2022-05-04 | 博物館・資料館・テーマパーク

さて、前回は「スプートニク危機」をアメリカに与えたところの、
ソビエト連邦のぶっちぎり宇宙開発期についてお話ししました。

今日はぶっちぎられた方のアメリカについてです。
スプートニクうちあげからルナ3号に至るまでのソ連の快進撃資料の横に、

「PRESSURE ON AMERICA」

というタイトルで紹介されたコーナー。

ここでは、東西二大陣営の技術力最高峰を自負していたアメリカが、
あれ?余裕こいていたのに俺たち意外と負けてね?とショックを受けた後、
文字通りソ連に追いつけ追い越せの奮闘を始めるわけですが、
そこには大きなプレッシャーがのしかかってたんですよまあ聞いてください、
と大体そういうことが語られています。

アメリカは1957年に最初の科学衛星打ち上げを計画していました。
しかし、海軍のヴァンガードロケットを使用した2回の打ち上げの試みは
惨事に終わりました。

■ ヴァンガード・ロケットVangard Rocket

というわけでその惨事に終わったヴァンガードですが、説明にわざわざ
「海軍」と書かれていることに気づかれたでしょうか。

提供資料:
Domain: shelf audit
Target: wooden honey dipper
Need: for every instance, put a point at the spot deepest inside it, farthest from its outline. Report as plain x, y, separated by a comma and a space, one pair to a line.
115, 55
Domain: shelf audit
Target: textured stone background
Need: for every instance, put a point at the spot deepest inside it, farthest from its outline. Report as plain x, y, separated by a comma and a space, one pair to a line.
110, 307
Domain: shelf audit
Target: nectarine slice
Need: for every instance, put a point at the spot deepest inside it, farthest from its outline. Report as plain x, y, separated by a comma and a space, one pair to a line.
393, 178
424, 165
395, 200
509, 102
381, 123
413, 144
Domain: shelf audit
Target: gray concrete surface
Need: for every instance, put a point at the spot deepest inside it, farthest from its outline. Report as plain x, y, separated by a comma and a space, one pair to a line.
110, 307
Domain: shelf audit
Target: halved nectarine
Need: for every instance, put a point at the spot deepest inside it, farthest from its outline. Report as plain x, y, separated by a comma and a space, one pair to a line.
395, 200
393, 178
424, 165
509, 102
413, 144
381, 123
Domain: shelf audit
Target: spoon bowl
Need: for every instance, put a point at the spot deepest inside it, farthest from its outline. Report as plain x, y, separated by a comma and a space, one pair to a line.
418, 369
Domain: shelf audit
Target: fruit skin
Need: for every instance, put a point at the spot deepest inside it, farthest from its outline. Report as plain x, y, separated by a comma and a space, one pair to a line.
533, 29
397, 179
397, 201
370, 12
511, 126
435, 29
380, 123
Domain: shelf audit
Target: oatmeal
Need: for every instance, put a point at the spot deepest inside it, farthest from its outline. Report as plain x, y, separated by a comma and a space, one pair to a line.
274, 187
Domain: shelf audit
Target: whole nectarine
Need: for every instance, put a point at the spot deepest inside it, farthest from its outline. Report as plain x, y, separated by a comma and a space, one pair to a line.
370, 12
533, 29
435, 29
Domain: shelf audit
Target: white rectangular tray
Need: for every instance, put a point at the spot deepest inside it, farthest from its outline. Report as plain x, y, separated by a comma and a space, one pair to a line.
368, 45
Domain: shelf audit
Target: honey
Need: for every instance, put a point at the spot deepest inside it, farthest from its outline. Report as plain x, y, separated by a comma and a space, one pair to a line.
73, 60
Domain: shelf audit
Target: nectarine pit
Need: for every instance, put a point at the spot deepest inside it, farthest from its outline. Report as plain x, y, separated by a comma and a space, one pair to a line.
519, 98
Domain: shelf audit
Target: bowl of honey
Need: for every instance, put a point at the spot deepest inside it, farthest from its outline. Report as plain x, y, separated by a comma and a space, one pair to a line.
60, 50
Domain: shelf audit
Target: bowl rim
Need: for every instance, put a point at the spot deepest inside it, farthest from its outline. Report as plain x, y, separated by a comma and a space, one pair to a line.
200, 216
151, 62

課題:
提示文章によると、アメリカが1957年に計画していた最初の科学衛星の打ち上げは、2回ともどのロケットを使って試みられましたか。 資料は提示文章とは別のものとして扱ってください。

想定解答:
海軍のヴァンガードロケットを使って試みられました。